WHAT THIS TASK INVOLVES: Edit the entries below so that each "traced outlines" becomes "finished outlines", keeping every other line and word unchanged.

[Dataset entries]

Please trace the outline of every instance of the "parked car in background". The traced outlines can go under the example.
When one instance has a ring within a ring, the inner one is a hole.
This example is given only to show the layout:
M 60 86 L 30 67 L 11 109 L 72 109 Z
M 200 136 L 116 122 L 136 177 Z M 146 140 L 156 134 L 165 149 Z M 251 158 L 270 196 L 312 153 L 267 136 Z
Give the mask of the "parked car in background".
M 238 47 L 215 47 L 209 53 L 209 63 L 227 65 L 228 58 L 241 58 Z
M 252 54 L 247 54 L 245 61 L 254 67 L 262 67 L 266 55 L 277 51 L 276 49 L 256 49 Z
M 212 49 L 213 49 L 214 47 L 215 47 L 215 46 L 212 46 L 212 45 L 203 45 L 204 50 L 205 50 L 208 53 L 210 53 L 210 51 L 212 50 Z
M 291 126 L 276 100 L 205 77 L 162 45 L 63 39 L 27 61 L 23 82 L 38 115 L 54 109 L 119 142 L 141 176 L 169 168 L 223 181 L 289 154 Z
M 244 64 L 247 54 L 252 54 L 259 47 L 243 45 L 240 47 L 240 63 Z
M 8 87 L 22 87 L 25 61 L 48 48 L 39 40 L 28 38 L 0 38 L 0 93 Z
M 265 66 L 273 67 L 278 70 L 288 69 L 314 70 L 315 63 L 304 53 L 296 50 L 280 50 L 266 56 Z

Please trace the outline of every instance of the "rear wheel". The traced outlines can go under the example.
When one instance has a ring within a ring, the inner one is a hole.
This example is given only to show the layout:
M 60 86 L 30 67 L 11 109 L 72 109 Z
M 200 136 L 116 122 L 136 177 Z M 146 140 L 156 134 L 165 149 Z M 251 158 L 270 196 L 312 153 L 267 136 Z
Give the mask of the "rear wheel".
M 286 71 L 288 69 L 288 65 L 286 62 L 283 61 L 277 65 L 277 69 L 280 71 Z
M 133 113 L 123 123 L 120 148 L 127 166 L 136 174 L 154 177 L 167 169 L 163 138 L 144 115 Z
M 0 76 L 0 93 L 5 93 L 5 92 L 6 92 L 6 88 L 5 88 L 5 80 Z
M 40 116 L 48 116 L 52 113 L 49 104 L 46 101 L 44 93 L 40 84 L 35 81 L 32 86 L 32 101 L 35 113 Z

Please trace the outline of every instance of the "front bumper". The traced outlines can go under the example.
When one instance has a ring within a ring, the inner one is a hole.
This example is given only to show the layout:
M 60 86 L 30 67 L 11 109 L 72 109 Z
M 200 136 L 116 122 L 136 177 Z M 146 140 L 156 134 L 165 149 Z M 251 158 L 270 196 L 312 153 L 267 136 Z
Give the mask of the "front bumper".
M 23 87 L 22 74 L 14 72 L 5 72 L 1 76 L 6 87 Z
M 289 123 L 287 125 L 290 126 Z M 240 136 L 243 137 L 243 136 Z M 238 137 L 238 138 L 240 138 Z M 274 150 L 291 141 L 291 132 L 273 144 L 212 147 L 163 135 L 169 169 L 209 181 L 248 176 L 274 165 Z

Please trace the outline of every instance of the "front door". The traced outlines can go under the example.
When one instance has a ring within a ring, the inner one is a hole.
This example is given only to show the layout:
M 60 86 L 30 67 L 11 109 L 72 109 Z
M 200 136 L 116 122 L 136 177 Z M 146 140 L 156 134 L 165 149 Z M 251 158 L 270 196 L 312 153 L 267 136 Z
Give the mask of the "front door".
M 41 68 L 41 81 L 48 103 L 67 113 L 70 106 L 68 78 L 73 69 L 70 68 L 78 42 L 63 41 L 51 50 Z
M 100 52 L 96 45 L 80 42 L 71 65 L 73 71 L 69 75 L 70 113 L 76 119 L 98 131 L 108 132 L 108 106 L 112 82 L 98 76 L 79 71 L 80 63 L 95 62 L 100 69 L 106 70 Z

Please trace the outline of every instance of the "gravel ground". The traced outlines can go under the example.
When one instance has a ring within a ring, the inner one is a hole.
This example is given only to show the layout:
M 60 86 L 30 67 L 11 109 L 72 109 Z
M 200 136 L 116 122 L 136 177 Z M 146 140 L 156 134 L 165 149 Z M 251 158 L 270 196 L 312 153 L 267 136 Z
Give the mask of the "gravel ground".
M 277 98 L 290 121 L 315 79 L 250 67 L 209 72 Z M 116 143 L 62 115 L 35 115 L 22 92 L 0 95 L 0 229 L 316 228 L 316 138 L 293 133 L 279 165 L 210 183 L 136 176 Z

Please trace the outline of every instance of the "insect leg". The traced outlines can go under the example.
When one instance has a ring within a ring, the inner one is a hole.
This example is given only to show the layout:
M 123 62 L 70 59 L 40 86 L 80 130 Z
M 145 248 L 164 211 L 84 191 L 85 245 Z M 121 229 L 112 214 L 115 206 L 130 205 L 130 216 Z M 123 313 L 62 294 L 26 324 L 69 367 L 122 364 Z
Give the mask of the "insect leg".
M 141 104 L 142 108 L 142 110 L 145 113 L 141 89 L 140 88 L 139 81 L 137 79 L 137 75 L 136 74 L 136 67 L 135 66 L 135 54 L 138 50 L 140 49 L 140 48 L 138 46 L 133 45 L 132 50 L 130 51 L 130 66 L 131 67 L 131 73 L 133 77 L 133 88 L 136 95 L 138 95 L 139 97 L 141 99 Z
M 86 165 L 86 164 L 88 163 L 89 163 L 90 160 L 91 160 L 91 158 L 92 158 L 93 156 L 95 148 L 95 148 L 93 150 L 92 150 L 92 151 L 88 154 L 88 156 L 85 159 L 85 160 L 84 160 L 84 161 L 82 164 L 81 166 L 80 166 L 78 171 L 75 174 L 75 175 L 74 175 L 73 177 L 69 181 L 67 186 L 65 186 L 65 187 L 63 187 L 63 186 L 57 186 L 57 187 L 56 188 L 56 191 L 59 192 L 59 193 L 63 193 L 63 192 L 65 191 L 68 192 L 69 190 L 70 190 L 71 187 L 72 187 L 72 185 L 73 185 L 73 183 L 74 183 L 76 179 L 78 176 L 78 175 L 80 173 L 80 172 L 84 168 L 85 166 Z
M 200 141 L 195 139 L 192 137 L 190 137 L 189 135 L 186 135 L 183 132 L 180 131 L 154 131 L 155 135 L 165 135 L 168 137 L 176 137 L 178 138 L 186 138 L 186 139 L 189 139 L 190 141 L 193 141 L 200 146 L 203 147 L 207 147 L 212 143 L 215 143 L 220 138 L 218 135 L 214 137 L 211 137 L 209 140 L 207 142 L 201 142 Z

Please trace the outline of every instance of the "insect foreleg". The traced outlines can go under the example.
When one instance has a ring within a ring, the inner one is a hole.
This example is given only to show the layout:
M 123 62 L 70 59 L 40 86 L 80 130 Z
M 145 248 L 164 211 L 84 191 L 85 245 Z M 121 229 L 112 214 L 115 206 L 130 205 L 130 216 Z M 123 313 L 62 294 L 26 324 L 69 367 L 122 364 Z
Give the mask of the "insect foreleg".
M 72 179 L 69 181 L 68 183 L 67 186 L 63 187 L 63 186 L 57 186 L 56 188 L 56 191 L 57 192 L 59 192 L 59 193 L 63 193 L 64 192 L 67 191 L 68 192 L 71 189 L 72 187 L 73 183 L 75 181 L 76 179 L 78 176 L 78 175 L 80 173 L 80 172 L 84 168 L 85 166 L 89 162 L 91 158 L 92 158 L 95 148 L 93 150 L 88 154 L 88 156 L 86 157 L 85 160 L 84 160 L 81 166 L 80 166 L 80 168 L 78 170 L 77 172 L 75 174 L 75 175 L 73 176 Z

PROBLEM SOLUTION:
Please trace the outline of every instance of the "parked car in background". The finished outlines can go under the example.
When one instance has a ring within a ring, the inner one is a hole.
This example is given only to show the layout:
M 60 86 L 30 67 L 11 109 L 72 109 Z
M 200 136 L 116 122 L 136 177 Z M 146 140 L 156 134 L 165 149 Z M 251 158 L 270 196 L 312 153 L 267 136 Z
Give the mask of the "parked car in background".
M 238 47 L 215 47 L 209 53 L 209 63 L 227 65 L 228 58 L 241 58 Z
M 252 54 L 247 54 L 245 61 L 254 67 L 262 67 L 266 55 L 277 51 L 276 49 L 256 49 Z
M 212 49 L 213 49 L 214 47 L 215 47 L 215 46 L 212 46 L 212 45 L 203 45 L 204 50 L 205 50 L 208 53 L 210 53 L 210 51 L 212 50 Z
M 291 126 L 276 100 L 205 77 L 162 45 L 63 39 L 27 61 L 23 82 L 38 115 L 54 109 L 119 142 L 141 176 L 169 168 L 223 181 L 289 154 Z
M 244 64 L 247 54 L 252 54 L 259 47 L 243 45 L 240 47 L 240 63 Z
M 8 87 L 22 87 L 25 61 L 48 48 L 39 40 L 28 38 L 0 38 L 0 93 Z
M 265 66 L 273 67 L 278 70 L 288 69 L 314 70 L 315 63 L 304 53 L 296 50 L 280 50 L 266 56 Z

Please trace the outline of every instance of the "rear wheel". The finished outlines can go under the example.
When one instance has a ring within a ring, the inner one is a hole.
This example is given only to show the layout:
M 60 86 L 30 67 L 11 109 L 72 109 Z
M 200 136 L 116 122 L 136 177 Z M 146 140 L 156 134 L 165 149 Z M 251 158 L 270 196 L 312 153 L 267 136 Z
Give the mask of the "rear wheel".
M 286 71 L 288 69 L 288 65 L 286 62 L 283 61 L 277 65 L 277 69 L 280 71 Z
M 133 113 L 123 123 L 120 148 L 127 166 L 136 174 L 154 177 L 167 169 L 163 138 L 144 115 Z
M 0 76 L 0 93 L 5 93 L 5 92 L 6 92 L 6 88 L 5 88 L 5 80 Z
M 40 116 L 48 116 L 52 113 L 49 104 L 46 101 L 44 93 L 40 84 L 35 81 L 32 86 L 32 101 L 35 113 Z

Please trace the outline of every instance of the "front bumper". The finished outlines can go under the example.
When one instance has a ring within a ring, the inner one is a hole.
This example is given only to show the layout:
M 60 86 L 30 67 L 11 109 L 72 109 Z
M 200 136 L 116 122 L 136 177 Z M 146 140 L 156 134 L 165 149 Z M 251 158 L 270 196 L 312 153 L 267 136 Z
Give the mask of the "front bumper".
M 23 87 L 22 74 L 14 72 L 5 72 L 1 76 L 6 87 Z
M 289 123 L 287 125 L 290 126 Z M 240 136 L 243 137 L 243 136 Z M 238 137 L 238 138 L 240 138 Z M 274 150 L 291 141 L 291 132 L 273 144 L 212 147 L 163 135 L 169 169 L 209 181 L 248 176 L 274 165 Z

Please trace the outline of every instance of the "front door". The finished outlines can go under the example.
When one instance has a ring within a ring, the inner one is a hole.
This example is given only to show the layout:
M 60 86 L 30 67 L 11 109 L 72 109 Z
M 200 136 L 116 122 L 136 177 Z M 146 140 L 156 134 L 165 149 Z M 251 158 L 270 196 L 312 153 L 267 136 Z
Give the mask of the "front door".
M 41 68 L 41 81 L 48 103 L 67 113 L 70 106 L 68 78 L 73 69 L 70 68 L 78 42 L 63 41 L 51 50 Z
M 100 52 L 96 45 L 80 42 L 71 65 L 73 71 L 69 75 L 70 113 L 76 119 L 98 131 L 108 132 L 108 106 L 112 82 L 98 76 L 79 71 L 80 63 L 95 62 L 100 69 L 106 70 Z

Please trace the outline of every instance of the "gravel ground". The finished outlines can go under the example.
When one instance has a ring within a ring, the inner one is a hole.
This example is given only to show the layout:
M 60 86 L 30 67 L 11 109 L 72 109 Z
M 200 136 L 116 122 L 136 177 Z M 146 140 L 156 134 L 165 149 Z M 251 158 L 270 196 L 312 153 L 267 136 Z
Give the mask of the "gravel ground".
M 277 98 L 290 121 L 315 79 L 250 67 L 209 72 Z M 116 143 L 62 115 L 35 115 L 22 92 L 0 95 L 0 229 L 316 228 L 316 138 L 293 133 L 279 165 L 210 183 L 136 176 Z

Please trace the outline of every instance of the "insect leg". The finished outlines can go under the example.
When one instance has a ring within a ring, the inner one is a hole.
This example is given only to show the layout:
M 123 62 L 70 59 L 40 86 L 80 130 Z
M 145 248 L 164 211 L 84 191 L 85 245 Z M 121 229 L 112 214 L 115 206 L 130 205 L 130 216 Z M 123 313 L 62 294 L 26 324 L 69 367 L 122 364 Z
Give the mask of the "insect leg".
M 141 104 L 142 108 L 142 110 L 145 113 L 141 89 L 140 88 L 139 81 L 137 79 L 137 75 L 136 74 L 136 67 L 135 66 L 135 54 L 138 50 L 140 49 L 140 48 L 138 46 L 133 45 L 132 50 L 130 51 L 130 66 L 131 67 L 131 73 L 133 77 L 133 88 L 136 95 L 138 95 L 139 97 L 141 99 Z
M 86 165 L 86 164 L 88 163 L 89 163 L 90 160 L 91 160 L 91 158 L 92 158 L 93 156 L 95 148 L 95 148 L 93 150 L 92 150 L 92 151 L 88 154 L 88 156 L 85 159 L 85 160 L 84 160 L 84 161 L 82 164 L 81 166 L 80 166 L 78 171 L 75 174 L 75 175 L 74 175 L 73 177 L 69 181 L 67 186 L 65 186 L 65 187 L 63 187 L 63 186 L 57 186 L 57 187 L 56 188 L 56 191 L 59 192 L 59 193 L 63 193 L 63 192 L 65 191 L 68 192 L 69 190 L 70 190 L 71 187 L 72 187 L 72 185 L 73 185 L 73 183 L 74 183 L 76 179 L 78 176 L 78 175 L 80 173 L 80 172 L 84 168 L 85 166 Z
M 200 141 L 195 139 L 192 137 L 190 137 L 189 135 L 186 135 L 183 132 L 180 131 L 154 131 L 155 135 L 165 135 L 168 137 L 176 137 L 178 138 L 186 138 L 186 139 L 189 139 L 190 141 L 193 141 L 200 146 L 203 147 L 207 147 L 212 143 L 215 143 L 220 138 L 218 135 L 214 137 L 211 137 L 209 140 L 207 142 L 201 142 Z

Please trace the outline of every instance of the "insect foreleg". The finished outlines can go under the example.
When one instance has a ring within a ring, the inner one is a hole.
This example is given only to show the layout:
M 123 62 L 70 59 L 40 86 L 80 130 Z
M 145 248 L 164 211 L 84 191 L 85 245 Z M 121 229 L 112 214 L 115 206 L 130 205 L 130 216 Z M 123 313 L 62 294 L 26 324 L 69 367 L 122 364 Z
Give the mask of the "insect foreleg".
M 72 179 L 69 181 L 68 183 L 67 186 L 63 187 L 63 186 L 57 186 L 56 188 L 56 191 L 57 192 L 59 192 L 59 193 L 63 193 L 64 192 L 67 191 L 68 192 L 71 189 L 72 187 L 73 183 L 75 181 L 76 179 L 78 176 L 78 175 L 80 173 L 80 172 L 84 168 L 85 166 L 89 162 L 91 158 L 92 158 L 95 148 L 93 150 L 88 154 L 88 156 L 86 157 L 85 160 L 84 160 L 81 166 L 80 166 L 80 168 L 78 170 L 77 172 L 75 174 L 75 175 L 73 176 Z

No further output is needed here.